*** Opening of Selected excerpt ***
People who have problems absorbing fat may have an associated condition, such as:
- celiac disease
- cystic fibrosis
- an intestinal or biliary tract (liver, gallbladder, and bile ducts) disorder
- part of their intestine removed
There are several reasons why newborn babies are more prone to vitamin K deficiency. These are:
- drinking breast milk that is low in vitamin K
- vitamin K does not transfer well from a mother's placenta to her baby
- a newborn baby's liver is unable to use vitamin K efficiently
- a newborn's gut cannot produce vitamin K-2 in the first few days of life
Dieticians and nutrition experts recommend that adult males consume at least 120 micrograms (mcg) per day of vitamin K and women consume 90 mcg per day.
Foods that are high in vitamin K include green, leafy vegetables, prunes, and fermented dairy products.
A person with vitamin K deficiency may bruise easily.
There are several symptoms associated with vitamin K deficiency, but the main one is excessive bleeding. Excessive bleeding may not be immediately evident, as it may only occur if a person is cut or wounded.
*** Close of Selected excerpt ***
*** Opening of Source data ***
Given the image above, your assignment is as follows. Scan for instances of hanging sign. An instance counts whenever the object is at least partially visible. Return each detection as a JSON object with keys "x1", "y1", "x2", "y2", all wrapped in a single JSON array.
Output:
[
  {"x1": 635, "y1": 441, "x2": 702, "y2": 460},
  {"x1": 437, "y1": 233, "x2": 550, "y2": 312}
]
*** Close of Source data ***
*** Opening of Source data ***
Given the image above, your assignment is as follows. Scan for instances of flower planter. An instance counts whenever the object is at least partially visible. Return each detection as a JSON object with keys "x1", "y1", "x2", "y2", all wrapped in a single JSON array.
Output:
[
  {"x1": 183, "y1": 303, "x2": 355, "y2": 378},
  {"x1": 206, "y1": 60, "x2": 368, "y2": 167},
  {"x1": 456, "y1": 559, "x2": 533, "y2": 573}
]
*** Close of Source data ***
Problems to work on:
a) List every food or food group that the vitamin K deficiency text names as high in vitamin K.
b) Retype the vitamin K deficiency text between "People who have" and "fermented dairy products.", inclusive.
The entries have nothing to do with the tasks.

Numbered answers:
a)
- green, leafy vegetables
- prunes
- fermented dairy products

b)
People who have problems absorbing fat may have an associated condition, such as:
- celiac disease
- cystic fibrosis
- an intestinal or biliary tract (liver, gallbladder, and bile ducts) disorder
- part of their intestine removed
There are several reasons why newborn babies are more prone to vitamin K deficiency. These are:
- drinking breast milk that is low in vitamin K
- vitamin K does not transfer well from a mother's placenta to her baby
- a newborn baby's liver is unable to use vitamin K efficiently
- a newborn's gut cannot produce vitamin K-2 in the first few days of life
Dieticians and nutrition experts recommend that adult males consume at least 120 micrograms (mcg) per day of vitamin K and women consume 90 mcg per day.
Foods that are high in vitamin K include green, leafy vegetables, prunes, and fermented dairy products.